_SELECTED EXTRACT:_
■ ■ ■ ■ ■ ■ ■
We will extrapolate for several years before the start and after the end of the data timeframes. Extrapolation will not exceed going 5 years forward and going 5 years backwards. And extrapolation will only happen within years in which there is at least one variable, among variables for the country, has non-NA values. In cases where a country’s data is available only starting after 1980, we allow for extrapolation back to up to 1980 for 5 years.

Specifically, because we generally have population data from 1960 to 2020 for all countries, we will not be extrapolating prior to 1960 or after 2020. But data for Korea starts in 1965, so we will not extrapolate to any years before 1965, but if one of the Korean variables has data starting from 1970, we will extrapolate between 1965 and 1970. But if the other variable only has data starting in 1980, we will extrapolate at most five years, back to 1975. For Germany, unification happened in 1992. We do not have data in 1990, preventing us from computing change from 1990 to 2000. We extrapolate from 1992 back 5 years to 1987, generating a value for 1990.

Extrapolation is meant to help with situations where we have data up to 2019, but for consistency of comparison, would be useful to extend the data to 2020 by extrapolating 1 year forward.

Compute start and end year for each variable and each country. For the interpolated value column, NaN values are before and after the start and end of available data. First go forward, value = lag(value) x lag(1+change), fill in if value is NaN and current year is less than 5 above terimal data availability time. Then do the same going backwards, but there, value = lead(value, n=1) / lead(1 + change, n=2)
■ ■ ■ ■ ■ ■ ■
_Source data:_

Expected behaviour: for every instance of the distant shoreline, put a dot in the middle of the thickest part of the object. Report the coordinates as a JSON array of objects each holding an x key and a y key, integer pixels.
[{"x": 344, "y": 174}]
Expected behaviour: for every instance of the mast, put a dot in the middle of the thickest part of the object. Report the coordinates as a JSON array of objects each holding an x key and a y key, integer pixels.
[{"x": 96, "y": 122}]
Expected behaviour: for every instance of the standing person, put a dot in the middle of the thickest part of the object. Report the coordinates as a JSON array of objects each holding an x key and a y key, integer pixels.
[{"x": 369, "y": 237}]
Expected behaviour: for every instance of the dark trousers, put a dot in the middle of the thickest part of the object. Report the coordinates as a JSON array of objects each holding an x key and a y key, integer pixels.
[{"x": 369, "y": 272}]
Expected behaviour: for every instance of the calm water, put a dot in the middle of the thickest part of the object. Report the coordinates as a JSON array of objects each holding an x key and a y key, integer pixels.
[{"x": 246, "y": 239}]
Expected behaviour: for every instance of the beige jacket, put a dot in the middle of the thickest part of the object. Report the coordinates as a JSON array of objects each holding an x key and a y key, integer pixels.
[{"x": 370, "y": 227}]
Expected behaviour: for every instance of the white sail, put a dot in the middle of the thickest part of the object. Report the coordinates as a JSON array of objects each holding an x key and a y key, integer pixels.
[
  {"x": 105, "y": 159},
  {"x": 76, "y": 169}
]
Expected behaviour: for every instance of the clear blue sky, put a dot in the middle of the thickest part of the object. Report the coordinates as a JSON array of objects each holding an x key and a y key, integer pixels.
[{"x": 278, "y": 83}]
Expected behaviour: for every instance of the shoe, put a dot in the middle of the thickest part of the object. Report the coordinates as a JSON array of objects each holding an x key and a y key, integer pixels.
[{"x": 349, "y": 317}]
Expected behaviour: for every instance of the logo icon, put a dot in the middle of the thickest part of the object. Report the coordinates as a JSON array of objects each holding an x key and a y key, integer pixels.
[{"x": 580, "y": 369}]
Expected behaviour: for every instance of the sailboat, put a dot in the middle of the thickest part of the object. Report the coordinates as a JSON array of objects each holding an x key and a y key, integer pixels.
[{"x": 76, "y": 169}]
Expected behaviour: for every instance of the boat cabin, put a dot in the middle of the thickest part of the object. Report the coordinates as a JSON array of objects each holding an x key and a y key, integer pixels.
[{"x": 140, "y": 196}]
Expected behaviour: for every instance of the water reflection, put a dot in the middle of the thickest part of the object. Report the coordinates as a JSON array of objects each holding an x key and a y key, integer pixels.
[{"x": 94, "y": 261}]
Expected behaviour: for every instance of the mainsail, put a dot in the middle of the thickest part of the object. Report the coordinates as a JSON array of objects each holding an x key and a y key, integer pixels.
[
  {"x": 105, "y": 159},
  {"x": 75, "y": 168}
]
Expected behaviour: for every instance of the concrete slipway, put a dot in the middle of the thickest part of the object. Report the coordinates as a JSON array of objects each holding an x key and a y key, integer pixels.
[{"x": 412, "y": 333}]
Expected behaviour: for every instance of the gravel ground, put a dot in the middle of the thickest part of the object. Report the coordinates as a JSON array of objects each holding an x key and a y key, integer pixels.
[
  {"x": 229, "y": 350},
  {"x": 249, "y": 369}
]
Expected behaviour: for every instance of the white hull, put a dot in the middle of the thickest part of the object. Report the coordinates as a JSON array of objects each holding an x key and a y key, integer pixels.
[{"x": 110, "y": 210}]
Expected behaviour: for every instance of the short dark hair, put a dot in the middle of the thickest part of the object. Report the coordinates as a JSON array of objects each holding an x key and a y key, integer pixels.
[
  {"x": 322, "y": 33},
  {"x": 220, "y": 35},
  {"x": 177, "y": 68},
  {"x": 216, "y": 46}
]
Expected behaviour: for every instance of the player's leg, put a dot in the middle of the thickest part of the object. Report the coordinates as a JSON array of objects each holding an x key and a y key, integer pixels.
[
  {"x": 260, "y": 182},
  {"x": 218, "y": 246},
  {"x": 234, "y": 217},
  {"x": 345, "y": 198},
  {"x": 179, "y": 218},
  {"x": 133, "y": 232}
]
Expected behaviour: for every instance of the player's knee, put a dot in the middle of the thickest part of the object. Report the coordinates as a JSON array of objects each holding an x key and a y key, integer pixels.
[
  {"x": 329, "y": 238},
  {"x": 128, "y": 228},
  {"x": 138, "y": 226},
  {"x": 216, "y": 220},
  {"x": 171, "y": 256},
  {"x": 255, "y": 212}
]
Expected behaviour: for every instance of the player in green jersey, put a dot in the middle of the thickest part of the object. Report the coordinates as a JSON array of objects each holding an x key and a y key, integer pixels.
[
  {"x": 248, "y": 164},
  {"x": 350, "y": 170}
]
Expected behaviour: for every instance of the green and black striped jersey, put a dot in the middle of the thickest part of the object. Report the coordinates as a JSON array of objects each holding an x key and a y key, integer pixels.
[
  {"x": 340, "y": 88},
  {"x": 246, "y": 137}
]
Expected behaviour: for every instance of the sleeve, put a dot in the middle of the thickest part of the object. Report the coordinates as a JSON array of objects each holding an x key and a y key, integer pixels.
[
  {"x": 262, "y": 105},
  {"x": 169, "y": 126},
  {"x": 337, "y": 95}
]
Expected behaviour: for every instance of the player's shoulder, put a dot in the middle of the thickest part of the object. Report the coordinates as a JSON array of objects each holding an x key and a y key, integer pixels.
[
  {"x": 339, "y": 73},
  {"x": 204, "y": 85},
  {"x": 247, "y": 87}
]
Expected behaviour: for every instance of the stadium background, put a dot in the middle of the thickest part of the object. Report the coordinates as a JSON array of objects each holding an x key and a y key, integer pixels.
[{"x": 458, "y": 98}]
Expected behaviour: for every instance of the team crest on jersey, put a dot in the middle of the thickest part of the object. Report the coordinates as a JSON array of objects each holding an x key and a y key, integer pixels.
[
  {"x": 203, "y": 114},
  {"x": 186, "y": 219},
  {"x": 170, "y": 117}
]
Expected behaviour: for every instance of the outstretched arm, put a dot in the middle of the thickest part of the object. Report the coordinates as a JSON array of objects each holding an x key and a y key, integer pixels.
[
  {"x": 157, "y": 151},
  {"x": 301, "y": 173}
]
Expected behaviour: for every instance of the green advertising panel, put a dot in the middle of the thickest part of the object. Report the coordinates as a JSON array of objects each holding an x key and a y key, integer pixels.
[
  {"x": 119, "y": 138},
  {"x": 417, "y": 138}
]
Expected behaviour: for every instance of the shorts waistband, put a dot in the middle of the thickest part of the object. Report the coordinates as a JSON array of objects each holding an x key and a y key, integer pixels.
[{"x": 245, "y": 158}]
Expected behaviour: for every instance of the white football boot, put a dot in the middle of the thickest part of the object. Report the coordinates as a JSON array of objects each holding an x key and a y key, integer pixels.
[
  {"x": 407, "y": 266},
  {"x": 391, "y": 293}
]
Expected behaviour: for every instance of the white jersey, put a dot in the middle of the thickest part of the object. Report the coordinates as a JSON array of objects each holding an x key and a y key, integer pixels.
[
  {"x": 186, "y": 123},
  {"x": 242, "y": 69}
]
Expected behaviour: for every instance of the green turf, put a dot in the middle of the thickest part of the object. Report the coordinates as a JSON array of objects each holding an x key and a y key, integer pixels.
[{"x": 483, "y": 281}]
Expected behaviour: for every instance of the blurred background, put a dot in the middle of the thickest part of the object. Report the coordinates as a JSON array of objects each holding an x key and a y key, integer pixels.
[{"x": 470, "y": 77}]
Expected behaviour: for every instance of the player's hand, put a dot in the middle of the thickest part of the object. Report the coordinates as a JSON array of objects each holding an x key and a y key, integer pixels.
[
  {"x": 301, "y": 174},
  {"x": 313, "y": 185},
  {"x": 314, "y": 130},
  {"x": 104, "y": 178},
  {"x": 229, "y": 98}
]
■ ■ ■ ■ ■ ■ ■
_DIRECTIVE:_
Copy out the passage on extrapolating country data above, word for word and in full.

_TASK SOLUTION:_
We will extrapolate for several years before the start and after the end of the data timeframes. Extrapolation will not exceed going 5 years forward and going 5 years backwards. And extrapolation will only happen within years in which there is at least one variable, among variables for the country, has non-NA values. In cases where a country’s data is available only starting after 1980, we allow for extrapolation back to up to 1980 for 5 years.

Specifically, because we generally have population data from 1960 to 2020 for all countries, we will not be extrapolating prior to 1960 or after 2020. But data for Korea starts in 1965, so we will not extrapolate to any years before 1965, but if one of the Korean variables has data starting from 1970, we will extrapolate between 1965 and 1970. But if the other variable only has data starting in 1980, we will extrapolate at most five years, back to 1975. For Germany, unification happened in 1992. We do not have data in 1990, preventing us from computing change from 1990 to 2000. We extrapolate from 1992 back 5 years to 1987, generating a value for 1990.

Extrapolation is meant to help with situations where we have data up to 2019, but for consistency of comparison, would be useful to extend the data to 2020 by extrapolating 1 year forward.

Compute start and end year for each variable and each country. For the interpolated value column, NaN values are before and after the start and end of available data. First go forward, value = lag(value) x lag(1+change), fill in if value is NaN and current year is less than 5 above terimal data availability time. Then do the same going backwards, but there, value = lead(value, n=1) / lead(1 + change, n=2)